▶ _所给文本_
****************

计算机工程与应用 ›› 2009, Vol. 45 ›› Issue (22): 100-102.DOI: 10.3778/j.issn.1002-8331.2009.22.033

• 数据库、信息处理 • 上一篇    下一篇

有约束的半监督聚类方法

刘应东   

  1. 兰州交通大学 交通运输学院,兰州 730070
  • 收稿日期:2008-10-30 修回日期:2009-01-14 出版日期:2009-08-01 发布日期:2009-08-01
  • 通讯作者: 刘应东

Semi-supervised clustering method with constrains

LIU Ying-dong   

  1. School of Traffic and Transportation,Lanzhou Jiaotong University,Lanzhou 730070,China
  • Received:2008-10-30 Revised:2009-01-14 Online:2009-08-01 Published:2009-08-01
  • Contact: LIU Ying-dong

摘要: 在数据挖掘领域的很多实际应用中,获取大量的无标签样本非常容易,而获取有标签的样本通常需要付出较大的代价,并且有时不可能得到所有的数据的标签,半监督聚类就是使用一小部分的标签数据对无标签数据的聚类过程进行指导。提出了一种新的半监督聚类算法,它利用标签数据提供的信息来初步确定数据的相似性和不相似性标准,并在聚类过程中对其进行自动调整,利用它们对聚类过程进行约束和指导。通过在标准数据集高斯数据集上的测试,该算法相对于无指导聚类来说有更高的精度和更快的速度。

****************

▶ _任务目标_
根据这篇关于半监督聚类的文章回答：
1. 作者刘应东所在的单位是哪里？
2. 文章的收稿日期是哪一天？
3. 与无指导聚类相比，该算法有哪些优势？
作答时只依据上面这段文字。

▶ _所给数据_
****************

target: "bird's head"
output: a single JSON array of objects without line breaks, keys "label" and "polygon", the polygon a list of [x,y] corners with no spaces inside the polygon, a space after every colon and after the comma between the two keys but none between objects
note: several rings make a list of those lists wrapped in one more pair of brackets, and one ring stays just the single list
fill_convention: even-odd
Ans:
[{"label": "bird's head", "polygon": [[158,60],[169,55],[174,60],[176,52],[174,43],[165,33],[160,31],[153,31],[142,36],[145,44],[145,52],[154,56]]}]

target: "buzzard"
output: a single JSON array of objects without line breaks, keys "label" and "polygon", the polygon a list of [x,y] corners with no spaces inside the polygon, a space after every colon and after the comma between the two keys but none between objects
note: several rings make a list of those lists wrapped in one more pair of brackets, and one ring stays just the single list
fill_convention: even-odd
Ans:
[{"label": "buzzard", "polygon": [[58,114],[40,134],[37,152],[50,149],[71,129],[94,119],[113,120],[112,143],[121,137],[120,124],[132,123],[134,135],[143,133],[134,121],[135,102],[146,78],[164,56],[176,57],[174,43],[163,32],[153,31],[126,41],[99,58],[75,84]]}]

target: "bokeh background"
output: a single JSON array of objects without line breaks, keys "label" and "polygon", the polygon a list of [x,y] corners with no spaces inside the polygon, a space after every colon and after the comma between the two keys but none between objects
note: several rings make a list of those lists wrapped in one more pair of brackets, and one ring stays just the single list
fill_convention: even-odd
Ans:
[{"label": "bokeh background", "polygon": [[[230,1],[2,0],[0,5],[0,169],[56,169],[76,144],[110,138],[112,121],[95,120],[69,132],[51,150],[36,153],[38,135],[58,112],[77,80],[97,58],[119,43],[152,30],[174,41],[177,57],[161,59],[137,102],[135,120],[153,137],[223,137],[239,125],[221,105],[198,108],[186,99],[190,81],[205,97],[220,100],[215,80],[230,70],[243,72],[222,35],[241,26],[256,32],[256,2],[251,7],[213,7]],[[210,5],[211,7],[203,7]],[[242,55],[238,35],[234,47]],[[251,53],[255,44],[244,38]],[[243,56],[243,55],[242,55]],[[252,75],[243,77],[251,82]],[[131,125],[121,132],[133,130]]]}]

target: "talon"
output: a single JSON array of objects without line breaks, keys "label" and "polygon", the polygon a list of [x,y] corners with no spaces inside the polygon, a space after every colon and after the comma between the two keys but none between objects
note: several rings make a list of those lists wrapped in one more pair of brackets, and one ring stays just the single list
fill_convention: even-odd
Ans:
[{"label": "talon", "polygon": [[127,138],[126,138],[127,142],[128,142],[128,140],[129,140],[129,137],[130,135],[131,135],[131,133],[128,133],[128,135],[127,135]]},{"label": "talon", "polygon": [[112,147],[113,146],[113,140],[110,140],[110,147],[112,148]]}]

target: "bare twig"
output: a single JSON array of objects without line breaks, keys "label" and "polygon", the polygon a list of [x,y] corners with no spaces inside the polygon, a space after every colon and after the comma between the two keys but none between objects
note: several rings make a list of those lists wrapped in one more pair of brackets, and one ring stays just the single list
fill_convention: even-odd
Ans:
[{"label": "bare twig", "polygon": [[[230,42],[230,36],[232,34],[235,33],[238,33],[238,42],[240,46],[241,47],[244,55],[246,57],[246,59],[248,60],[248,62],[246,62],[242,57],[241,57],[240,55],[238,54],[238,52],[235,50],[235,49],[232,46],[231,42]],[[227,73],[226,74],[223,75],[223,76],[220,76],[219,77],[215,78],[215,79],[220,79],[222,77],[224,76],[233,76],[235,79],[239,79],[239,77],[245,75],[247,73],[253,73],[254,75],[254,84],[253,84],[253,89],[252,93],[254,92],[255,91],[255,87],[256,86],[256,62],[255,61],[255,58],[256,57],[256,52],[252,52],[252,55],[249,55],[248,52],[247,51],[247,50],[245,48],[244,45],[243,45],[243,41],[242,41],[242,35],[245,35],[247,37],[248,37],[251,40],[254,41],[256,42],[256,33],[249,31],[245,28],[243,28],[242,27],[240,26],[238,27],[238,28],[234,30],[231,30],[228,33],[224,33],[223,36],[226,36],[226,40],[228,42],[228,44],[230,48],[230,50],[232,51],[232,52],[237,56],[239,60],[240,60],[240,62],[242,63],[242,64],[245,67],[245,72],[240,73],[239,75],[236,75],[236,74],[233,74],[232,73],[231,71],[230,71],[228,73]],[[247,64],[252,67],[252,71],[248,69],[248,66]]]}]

****************

▶ _参考答案_
1. 兰州交通大学交通运输学院（兰州 730070）。
2. 2008-10-30。
3. 精度更高，速度更快。